# Given instruction
Can you revise the records below so that "asphalt road" becomes "paved road" throughout, with everything else unchanged and the pictures left out?

+++ Data to process +++

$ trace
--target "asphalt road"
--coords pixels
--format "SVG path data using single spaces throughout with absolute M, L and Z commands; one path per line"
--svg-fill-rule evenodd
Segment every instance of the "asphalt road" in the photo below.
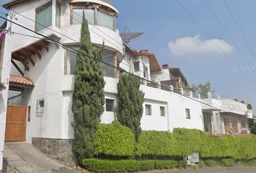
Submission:
M 160 170 L 143 172 L 141 173 L 256 173 L 256 167 L 239 168 L 203 168 L 199 169 L 185 170 Z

+++

# Correct response
$ trace
--target "paved road"
--coords pixels
--format "SVG path data using single spaces throughout with absolute M, L and Z commands; one path per line"
--svg-fill-rule evenodd
Segment every instance of the "paved road" in the photo below.
Submission:
M 160 170 L 143 172 L 141 173 L 256 173 L 256 167 L 239 168 L 203 168 L 199 169 L 185 170 Z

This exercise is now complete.